> _Quoted passage_
****************

Current disaster preparedness and recovery plans "may be of little or no value" under an EMP attack because of the length of time it would take to obtain and install replacement parts or repair other damage.

The cascade of trouble would be significant. No electricity would mean out-of-control water, natural gas or fuel flows through distribution systems. Some explosions likely would happen, fires could ignite. But no emergency services could be contacted for help, and if they already were on scene, it's unlikely water would be ready. Even worse, when such fires burn themselves out, and repairs are begun, supplies could neither be ordered nor delivered because of communications and fuel disruptions, and the critical workers needed for repairs might not be able to get to the location.

At some point, repair and recovery simply become impossible, the report said.

"There is a point in time at which the shortage or exhaustion of critical items like emergency power supply, batteries, standby fuel supplies, replacement parts, and manpower resources which can be coordinated and dispatched, together with the degradation of all other infrastructures and their systemic impact, all lead toward a collapse of restoration capability.

"Society will transition into a situation where restoration needs increase with time as resources degrade and disappear," the report warned.

It is the first report from the commission since 2004 and identifies vulnerabilities in the nation's critical infrastructures, "which are essential to both our civilian and military capabilities."

Graham also had warned Congress such an attack could come without the backing of an international power, such as China or Russia.

William R. Graham
William R. Graham

Theoretically, an EMP attack is devastating because of the unprecedented cascading failures of major infrastructures that could result. Because of America's heavy reliance on electricity and electronics, the impact would be far worse than on a country less advanced technologically

Graham took the EMP debate out of the realm of science fiction by reminding the committee that as recently as May 1999, during the NATO bombing of Yugoslavia, Russian leaders threatened a U.S. congressional delegation with the specter of an attack that would paralyze the U.S.

He also quoted James J. Shinn, assistant secretary of defense for Asian and Pacific Security, who several weeks ago told the same House committee that China's arms buildup includes exotic experiments with electromagnetic weapons that can devastate electronics with bursts of energy similar to those produced by a nuclear blast.

****************

> _What to work on_
A. According to the EMP passage, when did Russian leaders threaten a U.S. congressional delegation with an attack that would paralyze the U.S.?
B. Repeat the part of the EMP passage starting at "At some point, repair" and ending at "the report warned.".
The lines that come next are separate material, unconnected to the EMP passage.

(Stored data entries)

****************

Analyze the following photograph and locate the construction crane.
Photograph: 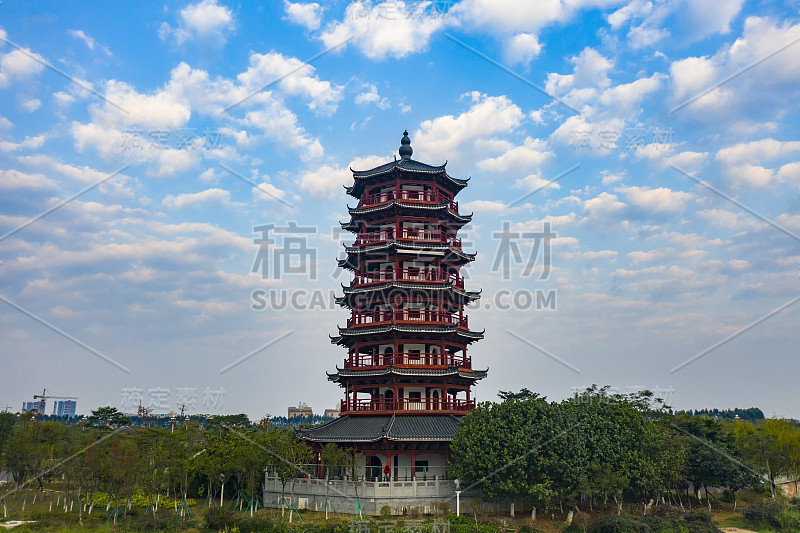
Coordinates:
[33,389,77,415]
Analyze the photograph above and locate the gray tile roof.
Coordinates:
[328,366,489,381]
[297,415,461,442]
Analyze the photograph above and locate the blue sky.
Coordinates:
[0,0,800,417]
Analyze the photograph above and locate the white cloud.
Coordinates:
[158,0,236,45]
[686,0,744,39]
[0,134,46,152]
[0,170,56,191]
[67,30,111,56]
[452,0,620,33]
[253,181,286,202]
[583,192,625,217]
[161,188,239,208]
[669,56,717,99]
[545,47,614,99]
[716,138,800,165]
[697,209,765,230]
[716,138,800,187]
[606,0,653,31]
[460,200,508,214]
[237,52,343,114]
[412,91,524,161]
[477,137,553,173]
[616,187,692,213]
[0,48,45,88]
[19,96,42,113]
[353,84,391,109]
[628,25,669,50]
[53,91,75,107]
[283,0,324,31]
[319,1,444,59]
[503,33,542,65]
[581,250,617,261]
[514,172,561,191]
[603,172,625,185]
[300,165,353,198]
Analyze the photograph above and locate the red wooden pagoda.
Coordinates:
[300,131,487,479]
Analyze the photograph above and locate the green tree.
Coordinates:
[733,418,791,498]
[89,405,131,428]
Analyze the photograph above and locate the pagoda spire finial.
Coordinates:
[398,130,414,159]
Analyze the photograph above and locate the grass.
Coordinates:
[0,491,780,533]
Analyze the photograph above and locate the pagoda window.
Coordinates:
[383,390,394,411]
[383,346,394,365]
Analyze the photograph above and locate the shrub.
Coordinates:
[205,507,236,531]
[236,514,276,533]
[589,516,652,533]
[744,499,800,531]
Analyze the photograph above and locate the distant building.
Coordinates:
[53,400,78,417]
[286,402,314,418]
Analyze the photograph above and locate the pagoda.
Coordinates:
[298,131,487,481]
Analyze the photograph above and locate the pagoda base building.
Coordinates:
[264,132,487,514]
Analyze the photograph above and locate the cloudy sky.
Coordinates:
[0,0,800,417]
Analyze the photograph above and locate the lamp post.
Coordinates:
[453,479,461,516]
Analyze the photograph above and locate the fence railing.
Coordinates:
[354,228,461,250]
[358,189,458,213]
[341,398,475,413]
[353,268,464,289]
[344,352,472,368]
[266,464,449,482]
[347,309,469,328]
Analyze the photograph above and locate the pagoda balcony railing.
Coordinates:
[341,398,475,414]
[354,228,461,250]
[358,189,458,210]
[344,352,472,369]
[353,268,464,289]
[347,309,469,329]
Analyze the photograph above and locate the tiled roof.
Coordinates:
[328,367,489,381]
[346,200,472,224]
[339,241,477,266]
[297,415,461,442]
[331,324,483,344]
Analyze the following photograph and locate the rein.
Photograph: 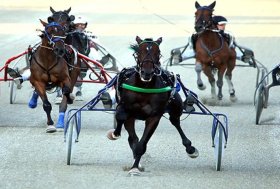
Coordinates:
[122,83,172,93]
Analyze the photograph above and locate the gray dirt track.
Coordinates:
[0,0,280,189]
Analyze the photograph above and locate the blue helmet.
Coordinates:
[212,16,228,25]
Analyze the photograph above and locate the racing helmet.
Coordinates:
[212,16,228,25]
[73,16,87,27]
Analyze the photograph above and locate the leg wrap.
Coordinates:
[43,100,52,112]
[195,62,202,72]
[62,86,71,95]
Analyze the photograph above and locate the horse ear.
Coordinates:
[195,1,201,9]
[50,7,55,14]
[39,19,48,27]
[48,16,54,23]
[156,37,162,45]
[136,36,143,44]
[64,7,71,14]
[208,1,216,9]
[69,15,75,21]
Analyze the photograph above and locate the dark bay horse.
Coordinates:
[29,20,80,132]
[48,7,90,97]
[107,36,198,175]
[195,1,236,101]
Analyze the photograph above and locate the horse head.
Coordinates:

****************

> _Task answers_
A. In May 1999, during the NATO bombing of Yugoslavia.

B.
At some point, repair and recovery simply become impossible, the report said.

"There is a point in time at which the shortage or exhaustion of critical items like emergency power supply, batteries, standby fuel supplies, replacement parts, and manpower resources which can be coordinated and dispatched, together with the degradation of all other infrastructures and their systemic impact, all lead toward a collapse of restoration capability.

"Society will transition into a situation where restoration needs increase with time as resources degrade and disappear," the report warned.